» Text
[BEGIN]

The getter of the length attribute of Table, when invoked, performs the following steps:
  1. Let tableaddr be this.[[Table]].

  2. Let store be the surrounding agent's associated store.

  3. Return table_size(store, tableaddr).

The get(index) method, when invoked, performs the following steps:
  1. Let tableaddr be this.[[Table]].

  2. Let store be the surrounding agent's associated store.

  3. Let result be table_read(store, tableaddr, index).

  4. If result is error, throw a RangeError exception.

  5. Return ToJSValue(result).

The set(index, value) method, when invoked, performs the following steps:
  1. Let tableaddr be this.[[Table]].

  2. Let (limits, elementType) be table_type(tableaddr).

  3. If value is missing,

    1. Let ref be DefaultValue(elementType).

  4. Otherwise,

    1. Let ref be ? ToWebAssemblyValue(value, elementType).

  5. Let store be the surrounding agent's associated store.

  6. Let store be table_write(store, tableaddr, index, ref).

  7. If store is error, throw a RangeError exception.

  8. Set the surrounding agent's associated store to store.

[END]

Point-based annotation listing
[BEGIN]

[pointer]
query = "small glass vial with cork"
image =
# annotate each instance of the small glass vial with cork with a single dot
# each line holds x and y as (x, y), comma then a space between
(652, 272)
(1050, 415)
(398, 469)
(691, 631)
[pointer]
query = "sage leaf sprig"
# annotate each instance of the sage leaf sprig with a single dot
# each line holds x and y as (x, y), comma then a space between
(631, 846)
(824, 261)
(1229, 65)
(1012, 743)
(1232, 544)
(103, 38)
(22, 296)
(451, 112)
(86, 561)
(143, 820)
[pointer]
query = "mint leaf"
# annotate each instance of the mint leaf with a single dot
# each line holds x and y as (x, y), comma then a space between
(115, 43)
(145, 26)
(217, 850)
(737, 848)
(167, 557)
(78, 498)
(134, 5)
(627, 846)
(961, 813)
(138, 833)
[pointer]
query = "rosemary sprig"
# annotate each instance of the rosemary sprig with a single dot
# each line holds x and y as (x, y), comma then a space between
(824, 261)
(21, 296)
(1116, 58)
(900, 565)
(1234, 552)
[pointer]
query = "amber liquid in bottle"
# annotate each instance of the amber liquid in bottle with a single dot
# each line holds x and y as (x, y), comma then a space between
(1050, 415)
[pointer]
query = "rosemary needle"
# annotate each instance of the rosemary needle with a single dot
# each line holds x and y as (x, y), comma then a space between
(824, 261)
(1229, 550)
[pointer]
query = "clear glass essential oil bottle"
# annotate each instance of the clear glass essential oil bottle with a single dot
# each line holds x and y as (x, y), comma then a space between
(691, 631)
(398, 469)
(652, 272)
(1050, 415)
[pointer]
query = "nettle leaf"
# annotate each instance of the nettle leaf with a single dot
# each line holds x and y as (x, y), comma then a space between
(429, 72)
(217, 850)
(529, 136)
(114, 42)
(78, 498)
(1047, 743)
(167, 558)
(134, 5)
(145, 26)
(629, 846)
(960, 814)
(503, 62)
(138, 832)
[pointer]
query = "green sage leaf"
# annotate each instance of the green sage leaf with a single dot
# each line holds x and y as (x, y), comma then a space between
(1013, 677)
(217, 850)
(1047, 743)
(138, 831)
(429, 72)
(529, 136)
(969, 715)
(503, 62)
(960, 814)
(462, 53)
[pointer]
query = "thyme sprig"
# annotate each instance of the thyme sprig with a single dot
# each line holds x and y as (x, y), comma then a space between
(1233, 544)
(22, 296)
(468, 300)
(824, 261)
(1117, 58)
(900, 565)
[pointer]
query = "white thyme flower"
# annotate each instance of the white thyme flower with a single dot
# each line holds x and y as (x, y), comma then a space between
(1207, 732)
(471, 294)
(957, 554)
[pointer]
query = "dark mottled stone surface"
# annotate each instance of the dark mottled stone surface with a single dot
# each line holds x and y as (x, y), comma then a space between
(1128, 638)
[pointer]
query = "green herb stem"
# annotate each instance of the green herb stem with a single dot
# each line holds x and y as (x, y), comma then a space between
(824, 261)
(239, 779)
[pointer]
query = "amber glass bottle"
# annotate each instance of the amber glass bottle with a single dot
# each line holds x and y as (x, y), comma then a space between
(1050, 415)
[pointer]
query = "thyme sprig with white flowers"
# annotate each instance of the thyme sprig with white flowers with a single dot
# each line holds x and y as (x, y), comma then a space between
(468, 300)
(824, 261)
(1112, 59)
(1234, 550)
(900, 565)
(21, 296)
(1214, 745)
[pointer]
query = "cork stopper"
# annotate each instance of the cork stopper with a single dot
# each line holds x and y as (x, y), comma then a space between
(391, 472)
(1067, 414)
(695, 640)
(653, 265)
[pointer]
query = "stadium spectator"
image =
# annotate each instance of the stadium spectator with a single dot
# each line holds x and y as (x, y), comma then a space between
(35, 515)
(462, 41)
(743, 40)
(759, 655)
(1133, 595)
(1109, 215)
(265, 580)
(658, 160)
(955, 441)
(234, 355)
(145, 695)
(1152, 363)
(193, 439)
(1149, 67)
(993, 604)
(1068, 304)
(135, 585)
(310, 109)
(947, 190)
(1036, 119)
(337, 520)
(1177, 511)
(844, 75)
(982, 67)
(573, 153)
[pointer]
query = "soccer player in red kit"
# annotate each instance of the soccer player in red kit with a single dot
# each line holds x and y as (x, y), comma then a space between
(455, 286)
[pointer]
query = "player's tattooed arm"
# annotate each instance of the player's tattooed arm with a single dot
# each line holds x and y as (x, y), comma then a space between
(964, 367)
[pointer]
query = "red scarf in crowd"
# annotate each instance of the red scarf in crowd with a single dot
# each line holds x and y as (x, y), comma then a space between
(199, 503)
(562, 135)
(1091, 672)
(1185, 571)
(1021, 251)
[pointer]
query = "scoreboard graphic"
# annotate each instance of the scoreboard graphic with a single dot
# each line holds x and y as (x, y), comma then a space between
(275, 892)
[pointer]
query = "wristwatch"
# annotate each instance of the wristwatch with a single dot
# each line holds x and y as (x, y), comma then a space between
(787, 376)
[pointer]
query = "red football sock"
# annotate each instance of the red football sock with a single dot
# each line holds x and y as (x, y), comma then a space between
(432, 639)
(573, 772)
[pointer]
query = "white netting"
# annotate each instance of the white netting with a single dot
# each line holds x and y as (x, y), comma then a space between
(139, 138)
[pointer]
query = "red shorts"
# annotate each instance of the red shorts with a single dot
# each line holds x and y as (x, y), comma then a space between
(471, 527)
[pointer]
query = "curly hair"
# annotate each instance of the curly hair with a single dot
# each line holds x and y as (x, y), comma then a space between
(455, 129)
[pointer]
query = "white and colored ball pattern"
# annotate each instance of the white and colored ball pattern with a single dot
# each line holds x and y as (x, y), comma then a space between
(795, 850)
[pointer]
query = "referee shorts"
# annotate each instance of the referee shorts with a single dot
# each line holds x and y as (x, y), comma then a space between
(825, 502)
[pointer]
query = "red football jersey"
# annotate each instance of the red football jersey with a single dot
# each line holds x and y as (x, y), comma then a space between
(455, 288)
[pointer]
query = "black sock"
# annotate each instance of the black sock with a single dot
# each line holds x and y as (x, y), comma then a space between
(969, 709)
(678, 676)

[END]

» Tasks
A - Reproduce the Table method steps verbatim, taking everything from "3. Return table_size(store, tableaddr)." down to "table_read(store, tableaddr, index).".
B - Write the next part of the Table method steps, picking up right after the last line shown.
The listing plays no part in the work here.

» Answers below
A -
3. Return table_size(store, tableaddr).

The get(index) method, when invoked, performs the following steps:
  1. Let tableaddr be this.[[Table]].

  2. Let store be the surrounding agent's associated store.

  3. Let result be table_read(store, tableaddr, index).

B -
4.5. Globals

enum ValueType {
  "i32",
  "i64",
  "f32",
  "f64",
  "v128",
  "externref",
  "anyfunc",
};

Note: this type may be extended with additional cases in future versions of WebAssembly.

dictionary GlobalDescriptor {
  required ValueType value;
  boolean mutable = false;
};

[LegacyNamespace=WebAssembly, Exposed=*]
interface Global {
  constructor(GlobalDescriptor descriptor, optional any v);
  any valueOf();
  attribute any value;
};

A Global object represents a single global instance which can be simultaneously referenced by multiple Instance objects. Each Global object has one internal slot:

To initialize a global object global from a global address globaladdr, perform the following steps:
  1. Let map be the surrounding agent's associated Global object cache.

  2. Assert: map[globaladdr] doesn’t exist.

  3. Set global.[[Global]] to globaladdr.

  4. Set map[globaladdr] to global.

To create a global object from a global address globaladdr, perform the following steps:
  1. Let map be the surrounding agent's associated Global object cache.

  2. If map[globaladdr] exists,

    1. Return map[globaladdr].

  3. Let global be a new Global.

  4. Initialize global from globaladdr.

  5. Return global.

The algorithm ToValueType(s) performs the following steps:
  1. If s equals "i32", return i32.

  2. If s equals "i64", return i64.

  3. If s equals "f32", return f32.

  4. If s equals "f64", return f64.

  5. If s equals "v128", return v128.

  6. If s equals "anyfunc", return funcref.

  7. If s equals "externref", return externref.

  8. Assert: This step is not reached.

The algorithm DefaultValue(valuetype) performs the following steps:
  1. If valuetype equals i32, return i32.const 0.

  2. If valuetype equals i64, return i64.const 0.

  3. If valuetype equals f32, return f32.const 0.

  4. If valuetype equals f64, return f64.const 0.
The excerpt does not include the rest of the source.